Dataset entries
BEGIN

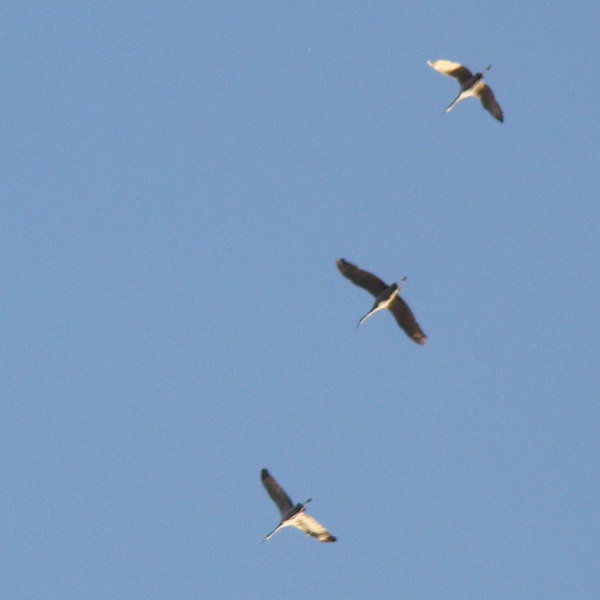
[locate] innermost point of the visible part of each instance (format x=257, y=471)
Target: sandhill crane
x=293, y=515
x=470, y=85
x=386, y=296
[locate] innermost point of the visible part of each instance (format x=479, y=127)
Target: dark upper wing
x=284, y=504
x=456, y=70
x=485, y=94
x=312, y=527
x=361, y=278
x=406, y=320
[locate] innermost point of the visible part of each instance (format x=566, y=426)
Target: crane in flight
x=470, y=85
x=291, y=514
x=386, y=296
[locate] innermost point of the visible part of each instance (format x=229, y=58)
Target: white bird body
x=470, y=85
x=386, y=296
x=293, y=515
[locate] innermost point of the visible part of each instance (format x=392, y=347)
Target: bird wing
x=361, y=278
x=312, y=527
x=455, y=70
x=284, y=504
x=485, y=94
x=406, y=320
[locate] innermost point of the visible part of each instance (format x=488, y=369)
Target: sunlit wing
x=485, y=94
x=406, y=320
x=281, y=499
x=361, y=278
x=312, y=527
x=455, y=70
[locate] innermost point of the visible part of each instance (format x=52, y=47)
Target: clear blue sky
x=177, y=180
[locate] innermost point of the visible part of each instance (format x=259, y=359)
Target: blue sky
x=177, y=180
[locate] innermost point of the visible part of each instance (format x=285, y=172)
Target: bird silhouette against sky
x=386, y=296
x=470, y=85
x=293, y=515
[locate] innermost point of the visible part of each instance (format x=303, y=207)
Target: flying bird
x=470, y=85
x=386, y=296
x=293, y=515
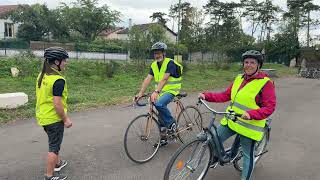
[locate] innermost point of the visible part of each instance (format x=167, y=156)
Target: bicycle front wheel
x=189, y=123
x=191, y=161
x=142, y=139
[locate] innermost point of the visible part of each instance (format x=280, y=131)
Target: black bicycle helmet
x=253, y=54
x=159, y=46
x=55, y=53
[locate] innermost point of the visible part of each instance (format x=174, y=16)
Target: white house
x=8, y=29
x=122, y=33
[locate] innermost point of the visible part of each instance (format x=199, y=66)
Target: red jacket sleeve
x=219, y=97
x=266, y=101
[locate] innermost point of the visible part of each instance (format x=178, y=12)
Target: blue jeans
x=247, y=145
x=161, y=106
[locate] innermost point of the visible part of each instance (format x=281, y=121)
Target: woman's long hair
x=46, y=69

END

Drop every picture, then write out the remaining entries above exactly as they appear.

[locate] innermost point of the visible part of each instance (format x=257, y=471)
Target: sandhill crane
x=293, y=515
x=470, y=85
x=386, y=296
[locate] innermost point of the visible part of each instance (format x=479, y=127)
Target: dark upper wing
x=284, y=504
x=456, y=70
x=485, y=94
x=312, y=527
x=361, y=278
x=406, y=320
[locate] innermost point of the visible part of each instance (format x=566, y=426)
Target: crane in flight
x=470, y=85
x=291, y=514
x=386, y=296
[locate] innermost point of the visible part of each instance (format x=229, y=58)
Target: white bird body
x=470, y=85
x=386, y=296
x=293, y=515
[locate] innermost point of the visible part of each instance (format x=392, y=347)
Target: bird wing
x=361, y=278
x=312, y=527
x=455, y=70
x=284, y=504
x=485, y=94
x=406, y=320
[locate] innermost point of the visible part of each instance (format x=488, y=369)
Target: sunlit wing
x=485, y=94
x=406, y=320
x=281, y=499
x=361, y=278
x=312, y=527
x=455, y=70
[locate] innermost point of the visible part of each instance (format x=52, y=47)
Target: clear blue sky
x=177, y=180
[locate] innermost point of the visible part of each instance (format x=259, y=359)
Target: blue sky
x=177, y=180
[locate] innermost point of the visible part of each instance (format x=285, y=172)
Target: bird silhouette against sky
x=386, y=296
x=470, y=85
x=293, y=515
[locate] innermost point of the visible part of each instance (format x=303, y=207)
Target: flying bird
x=470, y=85
x=386, y=296
x=293, y=515
[locate] innermost point of the visible part of each instance (format x=167, y=156)
Target: bicycle front wheel
x=189, y=123
x=191, y=161
x=142, y=139
[locate] innermost point of the visible part of each instance (format x=280, y=131)
Target: black bicycle helmet
x=253, y=54
x=159, y=46
x=55, y=53
[locate] innermost point of the visible part of each instance (format x=174, y=16)
Target: white house
x=8, y=29
x=122, y=33
[locate] innermost point of the visible part of each instance (format x=199, y=66)
Target: red jacket sleeve
x=219, y=97
x=266, y=101
[locate] innermost point of the visible part of each instance (format x=178, y=12)
Target: blue jeans
x=247, y=145
x=161, y=106
[locate] innermost point of the visible part of each instance (format x=281, y=121)
Target: woman's long hair
x=46, y=69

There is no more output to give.